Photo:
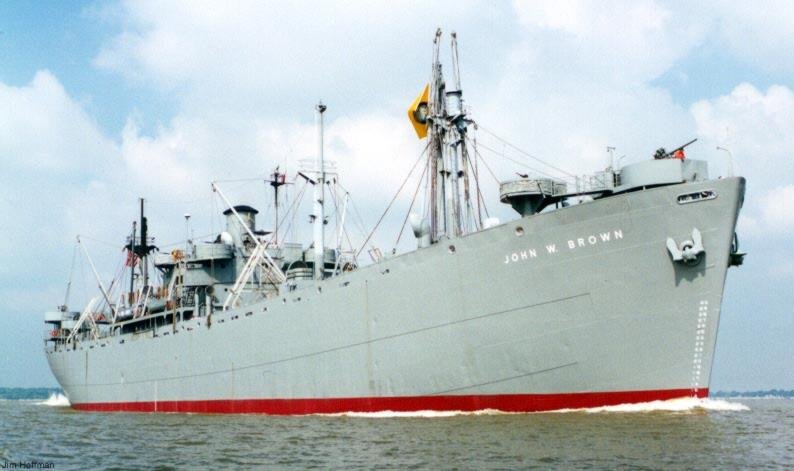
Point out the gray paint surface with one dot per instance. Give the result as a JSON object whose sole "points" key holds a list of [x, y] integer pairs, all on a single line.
{"points": [[502, 313]]}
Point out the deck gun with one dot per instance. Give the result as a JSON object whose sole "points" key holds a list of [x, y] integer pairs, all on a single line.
{"points": [[661, 153]]}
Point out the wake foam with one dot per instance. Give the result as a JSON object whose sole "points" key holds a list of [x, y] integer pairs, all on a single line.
{"points": [[55, 400], [682, 405]]}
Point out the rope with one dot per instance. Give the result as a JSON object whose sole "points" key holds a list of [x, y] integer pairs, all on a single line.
{"points": [[518, 162], [392, 200], [413, 200], [537, 159]]}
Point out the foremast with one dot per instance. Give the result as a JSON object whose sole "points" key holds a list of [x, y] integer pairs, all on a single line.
{"points": [[451, 213]]}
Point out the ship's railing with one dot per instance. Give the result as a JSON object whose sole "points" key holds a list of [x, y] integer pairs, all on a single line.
{"points": [[599, 181]]}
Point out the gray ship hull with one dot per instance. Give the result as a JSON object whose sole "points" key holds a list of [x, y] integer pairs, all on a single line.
{"points": [[580, 307]]}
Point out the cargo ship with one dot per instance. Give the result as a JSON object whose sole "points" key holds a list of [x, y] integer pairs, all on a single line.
{"points": [[604, 289]]}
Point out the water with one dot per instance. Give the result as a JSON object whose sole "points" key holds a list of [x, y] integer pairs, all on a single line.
{"points": [[681, 434]]}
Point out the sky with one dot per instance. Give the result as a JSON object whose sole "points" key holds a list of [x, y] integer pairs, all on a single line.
{"points": [[103, 102]]}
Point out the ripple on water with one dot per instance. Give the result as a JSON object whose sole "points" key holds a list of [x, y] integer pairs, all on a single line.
{"points": [[709, 434]]}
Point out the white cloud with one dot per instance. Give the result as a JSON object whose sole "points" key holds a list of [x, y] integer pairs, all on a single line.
{"points": [[759, 33], [758, 129]]}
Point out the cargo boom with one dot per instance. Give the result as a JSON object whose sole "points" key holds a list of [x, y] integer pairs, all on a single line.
{"points": [[614, 300]]}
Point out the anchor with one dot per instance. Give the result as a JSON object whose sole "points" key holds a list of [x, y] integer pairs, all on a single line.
{"points": [[688, 252]]}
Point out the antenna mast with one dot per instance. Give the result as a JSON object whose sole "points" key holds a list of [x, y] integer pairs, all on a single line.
{"points": [[319, 200]]}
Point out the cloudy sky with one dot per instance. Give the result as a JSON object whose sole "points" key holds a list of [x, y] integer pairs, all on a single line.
{"points": [[102, 102]]}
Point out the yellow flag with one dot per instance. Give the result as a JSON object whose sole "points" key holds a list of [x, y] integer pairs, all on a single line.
{"points": [[417, 113]]}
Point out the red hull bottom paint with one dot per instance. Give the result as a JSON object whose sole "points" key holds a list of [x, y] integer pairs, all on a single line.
{"points": [[501, 402]]}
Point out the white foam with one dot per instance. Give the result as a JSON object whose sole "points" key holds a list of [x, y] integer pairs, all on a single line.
{"points": [[55, 400], [687, 404]]}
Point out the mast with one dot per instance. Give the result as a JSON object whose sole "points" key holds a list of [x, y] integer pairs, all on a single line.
{"points": [[144, 249], [319, 199], [447, 124], [131, 256], [277, 181]]}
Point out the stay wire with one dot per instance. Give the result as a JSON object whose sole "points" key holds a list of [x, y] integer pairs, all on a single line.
{"points": [[393, 199], [518, 149], [413, 200]]}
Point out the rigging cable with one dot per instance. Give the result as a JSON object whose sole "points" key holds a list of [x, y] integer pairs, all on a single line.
{"points": [[537, 159], [393, 199], [413, 200]]}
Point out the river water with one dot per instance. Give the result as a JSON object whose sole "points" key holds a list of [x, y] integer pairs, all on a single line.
{"points": [[682, 434]]}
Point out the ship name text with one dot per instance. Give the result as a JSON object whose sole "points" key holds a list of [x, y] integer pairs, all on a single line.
{"points": [[568, 245]]}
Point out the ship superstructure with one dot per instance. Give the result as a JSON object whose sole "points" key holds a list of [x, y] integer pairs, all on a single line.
{"points": [[607, 289]]}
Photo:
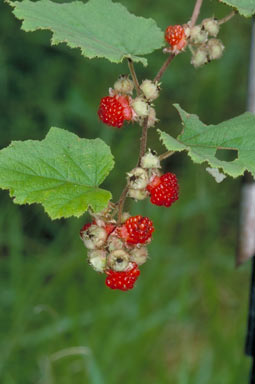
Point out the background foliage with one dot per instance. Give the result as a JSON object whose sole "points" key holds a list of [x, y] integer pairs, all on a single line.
{"points": [[185, 322]]}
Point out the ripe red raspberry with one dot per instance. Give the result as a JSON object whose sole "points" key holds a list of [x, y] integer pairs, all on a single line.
{"points": [[113, 110], [136, 230], [164, 190], [175, 36], [124, 280]]}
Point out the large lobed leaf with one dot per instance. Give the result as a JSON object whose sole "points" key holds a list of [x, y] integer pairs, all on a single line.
{"points": [[244, 7], [202, 141], [100, 28], [62, 172]]}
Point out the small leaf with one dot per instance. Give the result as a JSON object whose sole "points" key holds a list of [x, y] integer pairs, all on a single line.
{"points": [[244, 7], [202, 142], [100, 28], [62, 172]]}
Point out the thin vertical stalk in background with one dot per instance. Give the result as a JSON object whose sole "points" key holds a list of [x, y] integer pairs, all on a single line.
{"points": [[247, 230]]}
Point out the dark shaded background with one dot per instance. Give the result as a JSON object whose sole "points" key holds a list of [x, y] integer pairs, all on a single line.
{"points": [[185, 321]]}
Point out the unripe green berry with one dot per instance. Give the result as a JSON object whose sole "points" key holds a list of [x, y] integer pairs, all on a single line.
{"points": [[197, 35], [150, 160], [152, 120], [124, 85], [211, 26], [113, 243], [94, 237], [215, 49], [139, 255], [200, 57], [140, 107], [97, 259], [137, 178], [118, 260], [150, 89], [137, 194]]}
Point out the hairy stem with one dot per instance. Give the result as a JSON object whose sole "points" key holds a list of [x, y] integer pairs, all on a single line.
{"points": [[164, 67], [134, 77], [196, 12], [121, 203], [143, 140], [227, 18]]}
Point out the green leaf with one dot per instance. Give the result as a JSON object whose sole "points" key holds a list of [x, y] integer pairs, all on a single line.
{"points": [[202, 141], [244, 7], [100, 28], [62, 172]]}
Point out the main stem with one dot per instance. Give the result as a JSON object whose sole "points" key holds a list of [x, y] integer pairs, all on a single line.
{"points": [[134, 77], [164, 67], [196, 12]]}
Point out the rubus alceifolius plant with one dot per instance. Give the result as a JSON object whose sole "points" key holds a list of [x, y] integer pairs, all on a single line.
{"points": [[64, 172]]}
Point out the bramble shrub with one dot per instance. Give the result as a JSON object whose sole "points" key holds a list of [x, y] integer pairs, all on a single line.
{"points": [[64, 172]]}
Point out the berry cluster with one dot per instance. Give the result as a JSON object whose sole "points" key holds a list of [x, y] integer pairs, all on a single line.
{"points": [[147, 180], [118, 250], [119, 106], [201, 40]]}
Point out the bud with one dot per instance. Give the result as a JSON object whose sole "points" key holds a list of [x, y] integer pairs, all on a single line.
{"points": [[197, 35], [97, 259], [137, 194], [118, 260], [211, 26], [114, 243], [215, 49], [139, 255], [150, 89], [200, 57], [94, 237], [124, 85], [152, 120], [137, 178], [140, 107], [150, 160]]}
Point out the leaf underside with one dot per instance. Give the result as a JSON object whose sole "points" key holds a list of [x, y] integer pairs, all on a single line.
{"points": [[62, 172], [202, 142], [100, 28], [244, 7]]}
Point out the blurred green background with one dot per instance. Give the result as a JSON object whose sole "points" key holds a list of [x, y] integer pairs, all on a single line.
{"points": [[185, 322]]}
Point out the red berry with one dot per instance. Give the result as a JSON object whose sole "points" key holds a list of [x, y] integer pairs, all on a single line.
{"points": [[164, 190], [124, 280], [136, 230], [113, 110], [175, 36]]}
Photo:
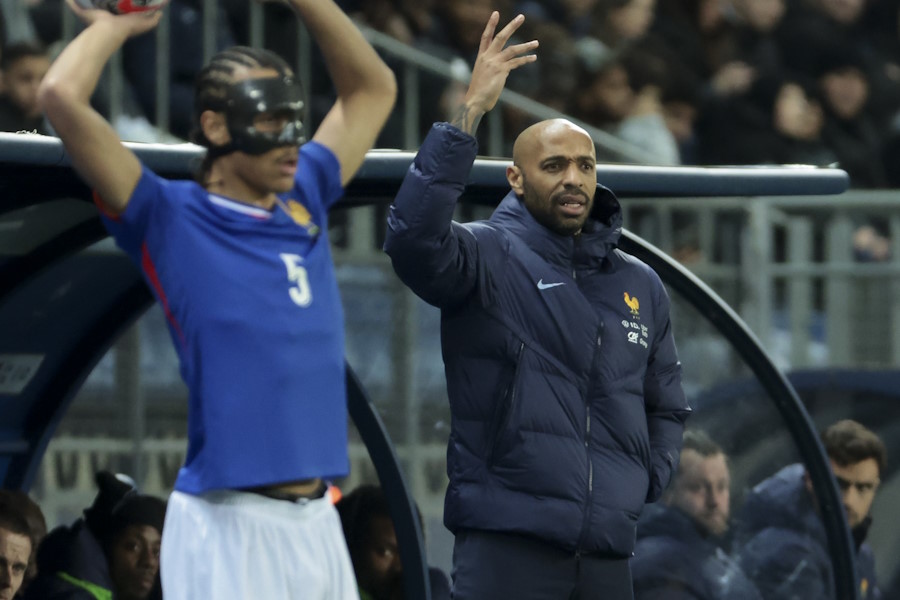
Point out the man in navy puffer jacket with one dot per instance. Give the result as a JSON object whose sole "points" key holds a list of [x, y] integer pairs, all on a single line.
{"points": [[681, 548], [782, 542], [563, 379]]}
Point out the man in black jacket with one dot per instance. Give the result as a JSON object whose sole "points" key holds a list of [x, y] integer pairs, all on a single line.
{"points": [[681, 552], [563, 379], [781, 540], [113, 552]]}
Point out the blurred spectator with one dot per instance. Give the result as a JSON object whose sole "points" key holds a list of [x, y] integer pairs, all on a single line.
{"points": [[606, 99], [680, 552], [23, 66], [372, 542], [15, 548], [403, 20], [573, 16], [681, 104], [620, 23], [850, 131], [778, 121], [37, 527], [16, 22], [185, 61], [113, 551], [782, 543]]}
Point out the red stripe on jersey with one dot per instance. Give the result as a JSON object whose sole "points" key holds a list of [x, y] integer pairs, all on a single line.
{"points": [[150, 271], [103, 208]]}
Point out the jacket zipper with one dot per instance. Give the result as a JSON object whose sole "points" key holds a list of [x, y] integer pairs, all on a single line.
{"points": [[587, 450], [504, 420]]}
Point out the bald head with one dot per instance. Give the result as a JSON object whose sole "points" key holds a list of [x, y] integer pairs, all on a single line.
{"points": [[554, 172], [529, 141]]}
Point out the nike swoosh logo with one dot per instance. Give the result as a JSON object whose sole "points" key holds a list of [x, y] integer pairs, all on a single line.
{"points": [[546, 286]]}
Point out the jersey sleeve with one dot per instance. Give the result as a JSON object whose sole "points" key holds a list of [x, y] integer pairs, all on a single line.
{"points": [[319, 174], [147, 202]]}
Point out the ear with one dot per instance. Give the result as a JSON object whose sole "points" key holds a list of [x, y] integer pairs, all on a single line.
{"points": [[214, 127], [514, 177]]}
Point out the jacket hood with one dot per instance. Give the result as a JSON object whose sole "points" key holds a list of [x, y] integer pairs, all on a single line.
{"points": [[665, 521], [76, 551], [783, 501], [599, 236]]}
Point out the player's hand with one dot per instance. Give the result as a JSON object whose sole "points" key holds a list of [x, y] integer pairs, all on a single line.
{"points": [[495, 61], [132, 23]]}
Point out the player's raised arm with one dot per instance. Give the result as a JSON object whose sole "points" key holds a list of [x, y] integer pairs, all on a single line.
{"points": [[64, 96], [365, 85]]}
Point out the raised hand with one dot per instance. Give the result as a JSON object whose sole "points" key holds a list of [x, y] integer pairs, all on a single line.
{"points": [[133, 23], [492, 66]]}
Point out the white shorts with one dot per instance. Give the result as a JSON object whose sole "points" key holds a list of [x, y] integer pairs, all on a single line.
{"points": [[239, 545]]}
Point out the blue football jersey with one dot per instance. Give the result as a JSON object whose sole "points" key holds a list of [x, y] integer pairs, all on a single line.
{"points": [[253, 307]]}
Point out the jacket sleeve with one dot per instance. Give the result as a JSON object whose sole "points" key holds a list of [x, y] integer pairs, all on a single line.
{"points": [[431, 254], [664, 401]]}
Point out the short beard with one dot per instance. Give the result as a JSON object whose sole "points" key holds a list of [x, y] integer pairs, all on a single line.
{"points": [[546, 218]]}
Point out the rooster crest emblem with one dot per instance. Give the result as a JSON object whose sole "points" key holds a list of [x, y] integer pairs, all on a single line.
{"points": [[301, 216], [633, 304]]}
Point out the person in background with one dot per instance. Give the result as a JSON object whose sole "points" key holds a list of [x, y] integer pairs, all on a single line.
{"points": [[37, 526], [564, 384], [112, 551], [22, 66], [780, 539], [241, 264], [681, 552], [15, 549], [372, 542]]}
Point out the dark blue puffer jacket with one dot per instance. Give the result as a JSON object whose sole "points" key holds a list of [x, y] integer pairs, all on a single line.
{"points": [[673, 560], [564, 384], [783, 547]]}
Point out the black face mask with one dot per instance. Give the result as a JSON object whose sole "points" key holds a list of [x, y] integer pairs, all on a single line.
{"points": [[281, 97]]}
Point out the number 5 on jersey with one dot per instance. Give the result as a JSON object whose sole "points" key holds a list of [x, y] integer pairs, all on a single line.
{"points": [[300, 292]]}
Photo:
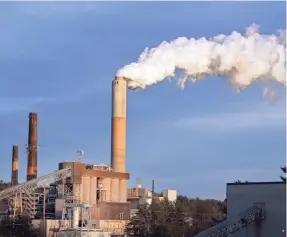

──────

The output should hold only the lines from the one containing "Point out the number" through the last line of the listing, reproduced exactly, pictures omitted.

Point out the number 5 on jersey with one dot per instance. Give the result as a JSON object whose sole "points" key holds a list of [x, y] integer pairs, all on a single line.
{"points": [[300, 292]]}
Photo:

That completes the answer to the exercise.